### Extracted text

The Build Back Better Plan is a Win for America's Home Care Workers | Opinion
COVID-19's resurgence at the hands of self-interested politicians is threatening workers' lives and stalling our recovery. Jobs have been slow to return, especially for service workers.
But there's reason to be optimistic. We have a chance to turn home care, the fastest-growing job in America, from poverty-wage employment into a good union job. It could be a real turning point—and an incredibly popular one—in our movement to win unions for every worker and create the most inclusive middle class this nation has seen.
The solution is clear. Congress must pass the Build Back Better agenda through reconciliation. Doing so can transform the economy in two key ways: by creating well-paying union home care jobs and by delivering a pathway to citizenship for millions of hardworking, tax-paying immigrants—many of whom are essential workers.
It's both an economic and racial justice imperative to make targeted investments in workers—like care workers—who have been hit hardest by long-standing inequities. Lifting up the Black, Latina, Asian, immigrant and indigenous women workers who power our economy will lift all of us.
We can't default back to the way things were before, which never worked for working people. We must seize this moment to build a brighter future.
There's no time for half measures. The Build Back Better agenda includes $400 billion for our home care system, which would create more than a million good, living-wage care jobs with the chance for workers to join a union, at the same time expanding access to care for people with disabilities and aging adults. And it finally delivers a pathway to citizenship for the 11 million undocumented immigrants who call our nation home.
Approximately 32 million people in this country are paid less than $15 an hour, and millions more don't have basic protections and benefits like adequate paid sick leave and affordable health insurance. That's why we need nothing short of a New Deal-scale policy package that invests in the workers past protections largely excluded, including the women of color who do the lion's share of caregiving work in this country. Build Back Better achieves that goal.

Even workers who feel their work is their calling—like Joyce Barnes, a Virginia home care worker in her early 60s—are fed up. Joyce works two jobs a day for six hours each, earning around $10 per hour with no paid time off or other benefits, and without a seat at the table to set standards or improve her job. While she loves the essential work she does, she barely scrapes by.
It's no wonder that, as poor working conditions pervade the country and corporations continue to rake in billions, Americans' support for labor unions has reached a 50-year high. Majorities see the decades-long decline of worker power as negative for the country. The mandate is clear: workers want common-sense improvements to their working conditions and pathways to careers and stability, not to be bribed with free iPhones in exchange for an interview.
The package before Congress is about more than short-term recovery; it's a historic down payment on a future where workers are respected and we all count. It would deliver exactly the type of transformative change workers are demanding.

### Task list
1) Update the passage of the home care opinion piece from "The solution is" up to and including "lift all of us.", replacing "reconciliation" with "budget reconciliation".
2) Render this sentence from the home care opinion piece in Spanish: "We can't default back to the way things were before, which never worked for working people."
3) Summarize the home care opinion piece in two sentences.
The lines after this point bear no relation to the home care opinion piece.

### Given data
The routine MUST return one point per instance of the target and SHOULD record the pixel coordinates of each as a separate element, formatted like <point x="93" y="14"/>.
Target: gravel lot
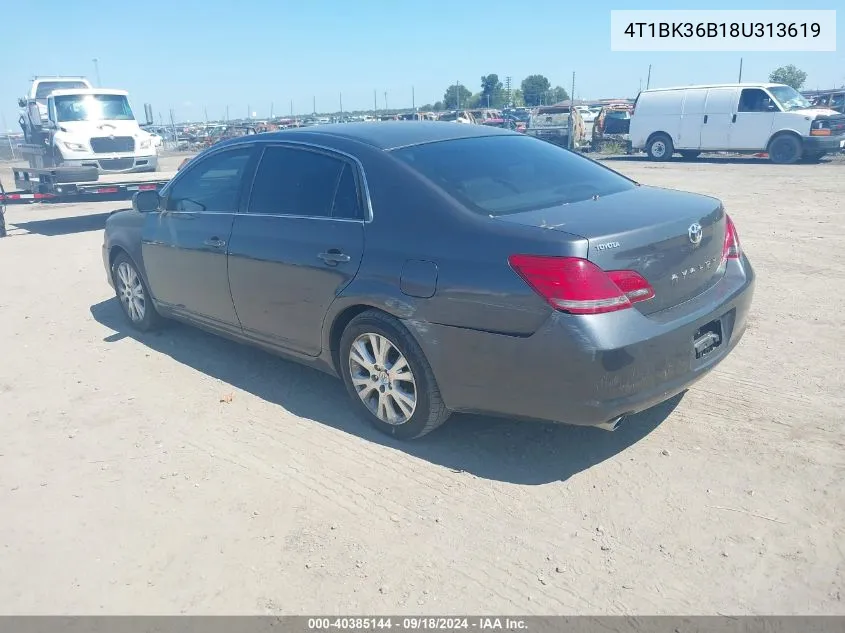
<point x="180" y="473"/>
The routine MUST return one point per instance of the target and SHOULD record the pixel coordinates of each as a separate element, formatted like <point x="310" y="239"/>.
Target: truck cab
<point x="90" y="127"/>
<point x="42" y="87"/>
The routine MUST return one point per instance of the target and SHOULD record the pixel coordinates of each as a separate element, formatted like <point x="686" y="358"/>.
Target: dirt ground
<point x="180" y="473"/>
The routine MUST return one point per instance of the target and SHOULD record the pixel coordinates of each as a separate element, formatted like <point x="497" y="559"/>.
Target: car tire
<point x="784" y="150"/>
<point x="660" y="147"/>
<point x="133" y="295"/>
<point x="407" y="408"/>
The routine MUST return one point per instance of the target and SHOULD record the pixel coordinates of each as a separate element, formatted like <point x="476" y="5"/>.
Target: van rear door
<point x="718" y="112"/>
<point x="692" y="119"/>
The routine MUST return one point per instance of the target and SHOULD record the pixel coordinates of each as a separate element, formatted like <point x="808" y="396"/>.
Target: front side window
<point x="497" y="175"/>
<point x="93" y="108"/>
<point x="789" y="98"/>
<point x="212" y="184"/>
<point x="300" y="182"/>
<point x="755" y="100"/>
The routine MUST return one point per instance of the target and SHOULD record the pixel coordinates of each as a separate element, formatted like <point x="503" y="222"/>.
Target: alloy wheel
<point x="382" y="378"/>
<point x="130" y="291"/>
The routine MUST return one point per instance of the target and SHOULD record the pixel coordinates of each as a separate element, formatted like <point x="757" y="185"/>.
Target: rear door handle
<point x="333" y="257"/>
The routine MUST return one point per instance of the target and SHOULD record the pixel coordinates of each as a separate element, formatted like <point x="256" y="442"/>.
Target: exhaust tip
<point x="612" y="425"/>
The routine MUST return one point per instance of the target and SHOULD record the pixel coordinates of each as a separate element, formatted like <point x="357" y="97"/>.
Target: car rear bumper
<point x="588" y="370"/>
<point x="816" y="144"/>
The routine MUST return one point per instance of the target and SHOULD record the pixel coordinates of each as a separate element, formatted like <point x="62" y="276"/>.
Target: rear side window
<point x="211" y="185"/>
<point x="300" y="182"/>
<point x="497" y="175"/>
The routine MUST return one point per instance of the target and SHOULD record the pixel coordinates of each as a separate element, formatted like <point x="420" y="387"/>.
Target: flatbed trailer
<point x="48" y="185"/>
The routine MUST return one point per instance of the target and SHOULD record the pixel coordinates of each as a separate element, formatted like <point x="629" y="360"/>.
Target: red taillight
<point x="578" y="286"/>
<point x="731" y="248"/>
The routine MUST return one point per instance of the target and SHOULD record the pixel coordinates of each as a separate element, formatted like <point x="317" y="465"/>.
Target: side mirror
<point x="146" y="201"/>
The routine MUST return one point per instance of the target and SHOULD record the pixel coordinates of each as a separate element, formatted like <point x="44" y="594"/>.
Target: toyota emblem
<point x="695" y="233"/>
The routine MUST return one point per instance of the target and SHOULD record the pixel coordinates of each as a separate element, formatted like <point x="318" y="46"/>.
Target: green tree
<point x="491" y="91"/>
<point x="534" y="89"/>
<point x="456" y="95"/>
<point x="789" y="75"/>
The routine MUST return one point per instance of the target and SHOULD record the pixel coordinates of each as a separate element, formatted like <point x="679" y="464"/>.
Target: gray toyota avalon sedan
<point x="437" y="267"/>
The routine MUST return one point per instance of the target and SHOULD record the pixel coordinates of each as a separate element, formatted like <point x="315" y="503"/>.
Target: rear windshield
<point x="498" y="175"/>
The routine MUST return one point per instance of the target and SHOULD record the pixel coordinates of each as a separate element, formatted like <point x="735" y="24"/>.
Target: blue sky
<point x="190" y="55"/>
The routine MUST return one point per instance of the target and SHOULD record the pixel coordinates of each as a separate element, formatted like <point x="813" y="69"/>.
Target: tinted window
<point x="346" y="201"/>
<point x="293" y="181"/>
<point x="496" y="175"/>
<point x="212" y="184"/>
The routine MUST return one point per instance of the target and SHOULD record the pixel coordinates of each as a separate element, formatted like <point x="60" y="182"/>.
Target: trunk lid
<point x="649" y="230"/>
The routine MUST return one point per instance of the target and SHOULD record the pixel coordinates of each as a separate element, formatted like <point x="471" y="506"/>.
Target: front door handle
<point x="333" y="257"/>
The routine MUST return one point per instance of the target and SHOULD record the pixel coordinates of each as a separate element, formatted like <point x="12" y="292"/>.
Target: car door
<point x="184" y="245"/>
<point x="751" y="124"/>
<point x="297" y="244"/>
<point x="692" y="119"/>
<point x="716" y="123"/>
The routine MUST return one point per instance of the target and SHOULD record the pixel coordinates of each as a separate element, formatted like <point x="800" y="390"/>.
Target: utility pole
<point x="570" y="141"/>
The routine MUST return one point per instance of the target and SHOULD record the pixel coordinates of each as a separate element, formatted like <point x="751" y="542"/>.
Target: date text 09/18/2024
<point x="429" y="623"/>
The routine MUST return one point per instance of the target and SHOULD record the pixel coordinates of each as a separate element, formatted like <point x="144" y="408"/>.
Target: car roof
<point x="702" y="86"/>
<point x="388" y="135"/>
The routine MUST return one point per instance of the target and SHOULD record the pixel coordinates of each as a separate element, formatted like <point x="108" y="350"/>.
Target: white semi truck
<point x="82" y="144"/>
<point x="70" y="125"/>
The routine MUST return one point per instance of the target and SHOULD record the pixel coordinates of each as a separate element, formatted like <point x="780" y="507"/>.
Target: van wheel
<point x="660" y="147"/>
<point x="784" y="150"/>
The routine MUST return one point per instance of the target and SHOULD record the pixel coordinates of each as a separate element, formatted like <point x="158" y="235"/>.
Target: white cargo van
<point x="742" y="118"/>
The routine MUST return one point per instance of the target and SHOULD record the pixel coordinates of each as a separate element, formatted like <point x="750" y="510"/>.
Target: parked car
<point x="743" y="118"/>
<point x="438" y="268"/>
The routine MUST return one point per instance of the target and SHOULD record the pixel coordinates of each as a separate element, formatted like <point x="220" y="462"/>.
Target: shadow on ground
<point x="518" y="452"/>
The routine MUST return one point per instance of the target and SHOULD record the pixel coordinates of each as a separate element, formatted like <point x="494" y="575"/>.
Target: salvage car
<point x="438" y="268"/>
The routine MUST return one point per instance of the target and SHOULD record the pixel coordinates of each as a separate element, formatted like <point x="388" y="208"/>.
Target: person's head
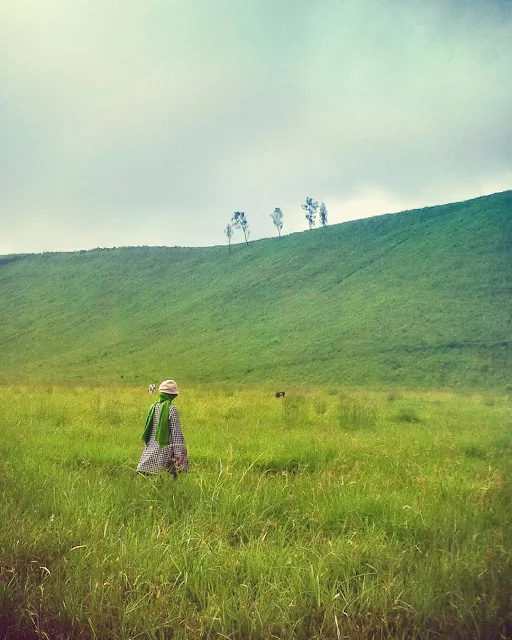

### Written answers
1)
The solution is clear. Congress must pass the Build Back Better agenda through budget reconciliation. Doing so can transform the economy in two key ways: by creating well-paying union home care jobs and by delivering a pathway to citizenship for millions of hardworking, tax-paying immigrants—many of whom are essential workers.
It's both an economic and racial justice imperative to make targeted investments in workers—like care workers—who have been hit hardest by long-standing inequities. Lifting up the Black, Latina, Asian, immigrant and indigenous women workers who power our economy will lift all of us.

2) No podemos volver a la situación de antes, que nunca funcionó para los trabajadores.

3) The piece argues that Congress must pass the Build Back Better agenda through reconciliation, creating well-paying union home care jobs and a pathway to citizenship for millions of immigrants. The agenda includes $400 billion for the home care system, which would create more than a million living-wage care jobs and expand access to care for people with disabilities and aging adults.